Using the excerpt on the Mobile customs collector's compensation, explain why the 1822 act capped the office's yearly pay at three thousand dollars.

— BEGIN DOCUMENT EXCERPT —

Reference to the ninth section of the act of the seventh of May, 1822, will show that Mobile is not one of the seven ports enumerated in that provision, and consequently that the maximum rate of annual compensation or salary allowed to the office under that law was three thousand dollars, as limited by the tenth section, which includes all the ports not enumerated in the previous provision. All of the accounts of the defendant were adjusted at the Treasury Department upon the principle that the act of the seventh of May, 1822, was still in force, and that the maximum rate of compensation belonging to the collector was three thousand dollars, as therein prescribed. It was insisted by the defendant that the provision in question had been repealed by subsequent acts upon the same subject, and that the maximum compensation allowed by law to the office was six thousand dollars.
Assuming that the theory of the defendant was correct, then his accounts had been improperly adjusted, and there was nothing due to the plaintiffs. On the other hand, if the charge for rent and storage in his customs account was properly made, and the maximum rate of compensation belonging to the office was only three thousand dollars, then he was justly indebted to the plaintiffs for the whole amount of the respective balances as stated in the transcripts.

— END DOCUMENT EXCERPT —
— BEGIN RECORDED INFORMATION —

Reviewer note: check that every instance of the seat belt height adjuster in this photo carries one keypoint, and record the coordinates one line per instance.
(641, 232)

— END RECORDED INFORMATION —

§ REPLY
Mobile is not among the seven ports listed in the ninth section of the act of May 7, 1822. The office therefore falls under the tenth section, which covers all ports not listed in the ninth and limits the maximum annual compensation to three thousand dollars.